Exercise: Revise the data below so that every "Could you point out" reads "Please mark" instead, changing nothing else.
+++ Material to process +++
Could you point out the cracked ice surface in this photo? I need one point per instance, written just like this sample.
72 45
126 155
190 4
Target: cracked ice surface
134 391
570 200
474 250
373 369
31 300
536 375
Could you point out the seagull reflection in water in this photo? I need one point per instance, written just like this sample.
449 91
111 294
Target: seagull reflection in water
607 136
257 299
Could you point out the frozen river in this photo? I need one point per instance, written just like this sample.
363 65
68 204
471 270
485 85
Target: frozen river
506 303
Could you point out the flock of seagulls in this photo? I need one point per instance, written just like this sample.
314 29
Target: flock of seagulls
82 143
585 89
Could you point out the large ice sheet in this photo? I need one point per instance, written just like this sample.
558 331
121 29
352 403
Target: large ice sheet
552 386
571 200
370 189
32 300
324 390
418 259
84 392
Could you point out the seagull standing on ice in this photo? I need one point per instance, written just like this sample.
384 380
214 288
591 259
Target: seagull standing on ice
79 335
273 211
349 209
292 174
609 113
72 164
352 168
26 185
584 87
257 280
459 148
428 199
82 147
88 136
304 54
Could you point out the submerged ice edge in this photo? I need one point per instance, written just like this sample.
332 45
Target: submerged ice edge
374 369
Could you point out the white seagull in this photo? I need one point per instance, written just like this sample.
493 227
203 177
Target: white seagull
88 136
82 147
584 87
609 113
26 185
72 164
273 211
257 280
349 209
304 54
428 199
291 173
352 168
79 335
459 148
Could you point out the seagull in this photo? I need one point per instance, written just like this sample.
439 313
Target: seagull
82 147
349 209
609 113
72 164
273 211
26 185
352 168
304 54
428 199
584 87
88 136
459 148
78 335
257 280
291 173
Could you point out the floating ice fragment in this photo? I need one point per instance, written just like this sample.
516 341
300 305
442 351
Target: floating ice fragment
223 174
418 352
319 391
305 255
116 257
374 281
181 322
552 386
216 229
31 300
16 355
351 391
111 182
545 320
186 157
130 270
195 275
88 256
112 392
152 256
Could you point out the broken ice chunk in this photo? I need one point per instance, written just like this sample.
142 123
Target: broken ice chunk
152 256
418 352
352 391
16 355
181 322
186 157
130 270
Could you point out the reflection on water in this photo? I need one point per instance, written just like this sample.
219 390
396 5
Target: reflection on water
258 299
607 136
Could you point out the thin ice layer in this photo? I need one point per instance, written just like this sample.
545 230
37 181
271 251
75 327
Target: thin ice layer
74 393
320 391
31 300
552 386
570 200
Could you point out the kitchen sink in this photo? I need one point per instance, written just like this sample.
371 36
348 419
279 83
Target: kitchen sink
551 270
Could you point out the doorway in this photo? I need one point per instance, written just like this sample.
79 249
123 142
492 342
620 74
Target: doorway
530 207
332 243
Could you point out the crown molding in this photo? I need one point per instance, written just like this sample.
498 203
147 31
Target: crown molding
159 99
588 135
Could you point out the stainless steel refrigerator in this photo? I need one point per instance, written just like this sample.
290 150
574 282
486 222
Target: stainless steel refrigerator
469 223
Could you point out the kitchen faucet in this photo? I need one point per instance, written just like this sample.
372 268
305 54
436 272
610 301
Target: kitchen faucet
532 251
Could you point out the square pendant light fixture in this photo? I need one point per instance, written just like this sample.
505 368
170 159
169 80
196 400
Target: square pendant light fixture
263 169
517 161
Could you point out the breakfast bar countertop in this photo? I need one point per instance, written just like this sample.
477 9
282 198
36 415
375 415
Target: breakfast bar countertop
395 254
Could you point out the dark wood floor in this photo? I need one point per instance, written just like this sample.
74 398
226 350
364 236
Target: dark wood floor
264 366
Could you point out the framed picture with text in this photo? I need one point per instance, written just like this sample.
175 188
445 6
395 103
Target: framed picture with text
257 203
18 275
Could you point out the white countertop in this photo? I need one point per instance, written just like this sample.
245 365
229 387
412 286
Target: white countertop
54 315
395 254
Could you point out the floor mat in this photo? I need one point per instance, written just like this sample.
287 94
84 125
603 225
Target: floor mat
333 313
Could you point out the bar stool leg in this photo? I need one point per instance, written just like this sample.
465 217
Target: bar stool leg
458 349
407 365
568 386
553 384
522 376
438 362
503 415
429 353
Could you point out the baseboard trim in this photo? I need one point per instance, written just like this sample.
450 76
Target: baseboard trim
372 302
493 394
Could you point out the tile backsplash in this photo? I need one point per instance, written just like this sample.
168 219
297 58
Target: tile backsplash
+++
Correct output:
Please mark the cracked ice surface in this photo? I need one point per instance, written just like this sample.
72 45
126 155
190 4
Target: cracked ice surface
134 391
570 200
474 250
373 369
31 300
536 375
Please mark the seagull reflection in water in this photo? I need one point per instance, written just like this sample.
449 91
111 294
Target: seagull reflection in water
607 136
257 299
Please mark the frozen river in this photo? I need one point per instance, written just like this sample.
363 65
68 204
471 270
485 85
Target: frozen river
506 303
Please mark the flock of seagulls in this photo? I need one point per instance, written just like this sample.
314 29
Target: flock of seagulls
82 143
585 89
Please mark the large ice sheet in this photo? I need one point per instance, written just like this sample.
558 331
121 29
352 403
Target: large ice sheet
552 386
571 200
370 189
32 300
324 390
418 259
84 392
Please mark the seagull standing on ice in this photo? I need one point per instance, written just like this sample.
384 380
214 288
591 259
Target: seagull standing on ice
79 335
273 211
349 209
292 174
609 113
72 164
352 168
26 185
584 87
257 280
459 148
428 199
82 147
88 136
304 54
Please mark the submerged ice edge in this photo? I need one point per instance, written just like this sample.
332 45
Target: submerged ice edge
374 369
Please mark the white seagull in this photo? I need one point per instance, written just like this sample.
493 227
203 177
Target: white seagull
88 136
82 147
584 87
609 113
26 185
72 164
273 211
257 280
349 209
304 54
428 199
291 173
352 168
79 335
459 148
Please mark the seagull in this photo? I need one point per instance, written just like this sample.
439 313
Target: seagull
82 147
349 209
609 113
72 164
273 211
26 185
352 168
304 54
428 199
584 87
88 136
459 148
78 335
257 280
291 173
Please mark the floating ice fragment in this photo? I need one point per instance, written just like this sample.
516 341
300 305
442 351
Target: floating ice fragment
223 174
418 352
319 391
305 255
116 257
374 281
181 322
552 386
216 229
31 300
16 355
351 391
111 182
545 320
186 157
130 270
195 275
88 256
112 392
152 256
Please mark the broken ice chunk in this photo? I need one point per instance, written just like this sample.
142 123
Target: broken ice chunk
152 256
418 352
352 391
16 355
181 322
186 157
130 270
Please mark the reflection on water in this photo? I need one point per instance, written just like this sample.
219 390
396 5
Target: reflection on water
258 299
607 136
Please mark the thin ice layer in this photo? I need one point per instance, written just like this sample.
545 230
37 181
271 251
75 327
Target: thin ice layer
74 393
320 391
31 300
552 386
570 200
Please mark the kitchen sink in this photo? I need one point per instance, written just like this sample.
371 36
348 419
279 83
Target: kitchen sink
551 270
Please mark the doorway in this photo? I need one point per instance, written just like this sample.
79 249
123 142
492 342
620 74
Target: doorway
530 207
332 243
Please mark the crown molding in this photo? I need one point per instance, written just like this sample.
498 203
147 31
Target: crown molding
159 99
588 135
Please mark the stainless steel refrigerator in this photo? I need one point per instance, written just like this sample.
290 150
574 282
486 222
Target: stainless steel refrigerator
469 223
Please mark the kitchen faucet in this photo? I need one point per instance, written just like this sample.
372 268
305 54
436 272
610 301
Target: kitchen faucet
532 251
Please mark the square pendant light fixture in this photo? I need one point per instance, written just like this sample.
505 368
170 159
169 80
196 400
Target: square pendant light fixture
263 169
517 161
Please mark the breakfast bar countertop in this photo? I need one point per instance, written just like this sample.
477 9
282 198
36 415
375 415
Target: breakfast bar countertop
395 254
Please mark the dark wood floor in this photo? I need one point per instance, written just like this sample.
74 398
226 350
364 236
Target: dark wood floor
264 366
Please mark the framed picture with text in this photo? I need one point per instance, written just like this sample.
175 188
445 6
395 103
Target: framed picture with text
257 203
18 275
Please mark the white countertop in this photo? I need one point per instance, written just like this sample.
245 365
229 387
412 286
Target: white countertop
54 315
395 254
Please mark the floor mat in this photo? I need one point per instance, written just like this sample.
287 94
84 125
603 225
Target: floor mat
333 313
Please mark the bar stool leg in this photo? I need one point per instance, written just like this sample.
465 217
Target: bar stool leg
458 349
407 365
568 386
553 384
522 376
438 362
503 415
429 353
Please mark the baseboard trim in this photo? I need one point per instance, written just like this sample.
450 76
Target: baseboard trim
372 302
493 394
Please mark the tile backsplash in this photo? I need one point per instance, written just like this sample.
168 219
297 58
Target: tile backsplash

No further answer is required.